▶ Exercise objective:
Of the lines listed below, return exactly those that run from the line containing "Task: locate the dead" through the line containing "Task: locate the sandy", both included.

Data for this task Block Start

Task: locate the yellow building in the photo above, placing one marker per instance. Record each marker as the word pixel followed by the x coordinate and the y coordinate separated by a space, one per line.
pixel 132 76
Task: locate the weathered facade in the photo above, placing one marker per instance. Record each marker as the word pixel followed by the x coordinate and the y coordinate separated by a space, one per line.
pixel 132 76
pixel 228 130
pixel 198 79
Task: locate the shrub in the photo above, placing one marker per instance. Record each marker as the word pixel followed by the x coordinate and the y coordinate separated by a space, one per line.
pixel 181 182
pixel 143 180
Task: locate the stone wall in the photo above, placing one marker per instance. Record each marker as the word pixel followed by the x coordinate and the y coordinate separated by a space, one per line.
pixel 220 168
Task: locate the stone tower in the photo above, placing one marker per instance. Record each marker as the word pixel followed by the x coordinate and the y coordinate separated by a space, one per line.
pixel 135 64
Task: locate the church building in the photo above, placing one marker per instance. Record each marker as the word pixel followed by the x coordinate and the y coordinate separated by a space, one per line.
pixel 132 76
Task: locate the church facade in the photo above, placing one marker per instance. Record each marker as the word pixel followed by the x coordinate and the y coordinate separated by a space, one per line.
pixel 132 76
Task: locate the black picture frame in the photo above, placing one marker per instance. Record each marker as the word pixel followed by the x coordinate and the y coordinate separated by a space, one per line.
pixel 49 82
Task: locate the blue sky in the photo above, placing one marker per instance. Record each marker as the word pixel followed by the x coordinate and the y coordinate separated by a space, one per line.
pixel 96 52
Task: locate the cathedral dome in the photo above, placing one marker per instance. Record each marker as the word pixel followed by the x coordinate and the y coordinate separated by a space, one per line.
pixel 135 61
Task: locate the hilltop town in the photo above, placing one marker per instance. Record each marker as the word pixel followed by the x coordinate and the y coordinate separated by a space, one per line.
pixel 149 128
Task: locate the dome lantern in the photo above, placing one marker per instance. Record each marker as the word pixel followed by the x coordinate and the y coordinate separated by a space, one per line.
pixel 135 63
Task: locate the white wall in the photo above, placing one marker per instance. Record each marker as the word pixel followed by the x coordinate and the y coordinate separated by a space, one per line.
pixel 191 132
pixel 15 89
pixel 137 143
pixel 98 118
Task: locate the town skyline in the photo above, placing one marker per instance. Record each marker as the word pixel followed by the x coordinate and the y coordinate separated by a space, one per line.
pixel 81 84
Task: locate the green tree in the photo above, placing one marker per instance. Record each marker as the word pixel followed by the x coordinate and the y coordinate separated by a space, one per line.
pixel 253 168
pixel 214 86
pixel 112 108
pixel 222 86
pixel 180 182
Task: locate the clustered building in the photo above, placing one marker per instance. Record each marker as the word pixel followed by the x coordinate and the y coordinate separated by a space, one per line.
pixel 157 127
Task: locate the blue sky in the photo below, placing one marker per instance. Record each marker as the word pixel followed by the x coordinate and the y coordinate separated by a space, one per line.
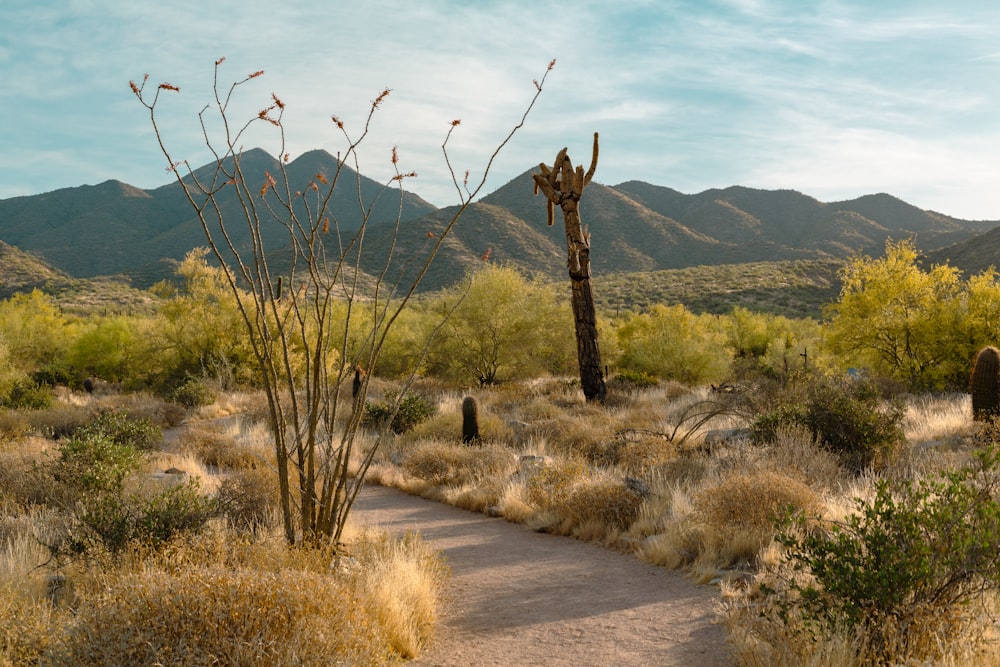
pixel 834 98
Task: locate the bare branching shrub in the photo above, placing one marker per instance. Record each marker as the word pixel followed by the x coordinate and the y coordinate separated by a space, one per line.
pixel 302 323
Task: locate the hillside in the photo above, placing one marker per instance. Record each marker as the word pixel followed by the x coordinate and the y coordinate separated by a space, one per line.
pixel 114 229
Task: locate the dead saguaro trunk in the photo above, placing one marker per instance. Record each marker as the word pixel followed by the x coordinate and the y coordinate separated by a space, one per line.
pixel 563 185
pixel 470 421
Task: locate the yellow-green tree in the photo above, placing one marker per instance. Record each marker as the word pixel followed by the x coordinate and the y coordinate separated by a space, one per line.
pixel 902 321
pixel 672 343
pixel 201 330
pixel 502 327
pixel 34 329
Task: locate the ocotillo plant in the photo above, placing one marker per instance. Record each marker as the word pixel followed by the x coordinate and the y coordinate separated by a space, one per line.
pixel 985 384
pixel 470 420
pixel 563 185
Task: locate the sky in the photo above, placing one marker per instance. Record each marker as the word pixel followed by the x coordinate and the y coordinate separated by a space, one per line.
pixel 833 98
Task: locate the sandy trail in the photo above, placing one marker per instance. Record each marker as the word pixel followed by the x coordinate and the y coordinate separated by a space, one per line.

Data for this task Block End
Data for this task Block Start

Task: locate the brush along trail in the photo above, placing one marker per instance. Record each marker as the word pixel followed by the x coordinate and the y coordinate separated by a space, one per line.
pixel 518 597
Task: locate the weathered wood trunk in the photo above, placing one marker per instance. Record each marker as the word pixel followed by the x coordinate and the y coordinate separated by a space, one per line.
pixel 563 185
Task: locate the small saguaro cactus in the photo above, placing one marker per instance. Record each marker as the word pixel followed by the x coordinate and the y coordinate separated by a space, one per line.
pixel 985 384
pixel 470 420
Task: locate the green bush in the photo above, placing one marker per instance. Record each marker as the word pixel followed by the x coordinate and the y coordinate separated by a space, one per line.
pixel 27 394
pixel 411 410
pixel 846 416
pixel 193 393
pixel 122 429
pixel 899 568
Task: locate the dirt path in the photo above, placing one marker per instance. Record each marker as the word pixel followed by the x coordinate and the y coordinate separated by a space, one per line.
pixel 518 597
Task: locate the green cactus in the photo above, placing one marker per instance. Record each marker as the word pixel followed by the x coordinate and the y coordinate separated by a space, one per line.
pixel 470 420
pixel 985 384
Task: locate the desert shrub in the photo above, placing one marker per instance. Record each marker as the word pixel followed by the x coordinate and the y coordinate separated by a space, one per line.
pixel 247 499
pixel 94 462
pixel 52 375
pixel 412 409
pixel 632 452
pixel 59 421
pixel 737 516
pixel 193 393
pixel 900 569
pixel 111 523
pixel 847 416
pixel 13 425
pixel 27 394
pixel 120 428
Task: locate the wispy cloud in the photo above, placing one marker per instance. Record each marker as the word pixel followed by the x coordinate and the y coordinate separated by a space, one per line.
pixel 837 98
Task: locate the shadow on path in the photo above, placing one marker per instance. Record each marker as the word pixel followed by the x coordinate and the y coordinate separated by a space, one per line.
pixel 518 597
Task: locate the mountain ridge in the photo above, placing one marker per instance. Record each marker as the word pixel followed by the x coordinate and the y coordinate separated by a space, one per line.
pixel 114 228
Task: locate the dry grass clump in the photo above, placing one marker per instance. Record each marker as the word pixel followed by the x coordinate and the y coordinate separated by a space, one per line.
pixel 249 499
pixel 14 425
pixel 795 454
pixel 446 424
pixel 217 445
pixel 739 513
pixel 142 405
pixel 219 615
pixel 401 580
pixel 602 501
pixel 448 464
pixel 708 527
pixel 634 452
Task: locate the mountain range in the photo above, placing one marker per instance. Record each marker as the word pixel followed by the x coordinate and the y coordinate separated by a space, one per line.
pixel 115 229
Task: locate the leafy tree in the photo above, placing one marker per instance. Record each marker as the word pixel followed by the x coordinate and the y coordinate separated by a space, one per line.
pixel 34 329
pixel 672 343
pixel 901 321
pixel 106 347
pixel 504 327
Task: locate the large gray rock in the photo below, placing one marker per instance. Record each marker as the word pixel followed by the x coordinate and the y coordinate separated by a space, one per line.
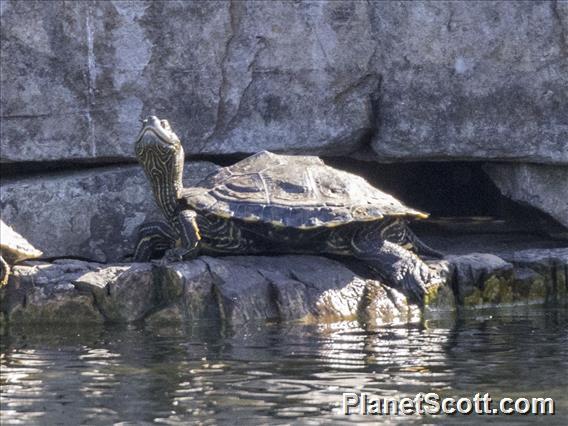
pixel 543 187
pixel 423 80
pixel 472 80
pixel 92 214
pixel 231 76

Data for this task Block End

▶ Answer section:
Task: locate the dead saguaro trunk in the photo above, placing one marker per instance. Record each marker as the word pixel followed by the x coordinate and the y coordinate separated by a space, one per line.
pixel 563 185
pixel 470 421
Task: locate the yellow-green tree in the photo above, placing one marker per instance. Record each marker as the word pixel followed by the x coordinate and the y coordinate separated by a space, one per line.
pixel 902 321
pixel 672 343
pixel 201 330
pixel 502 327
pixel 34 329
Task: locate the ocotillo plant in the photo above, placing one marker per instance. Record each marker as the word pixel followed by the x coordinate and the y coordinate separated by a space, one per line.
pixel 985 384
pixel 470 420
pixel 563 185
Task: locate the sky in the photo above, placing one marker per instance. Record each marker as the word pixel followed by the x coordinate and the y coordinate separated by a space, one per line.
pixel 833 98
Task: locate the sandy trail in the photo above, placing one marker per instance. Record each marker as the word pixel followed by the x coordinate and the y coordinate separated by a space, one per line.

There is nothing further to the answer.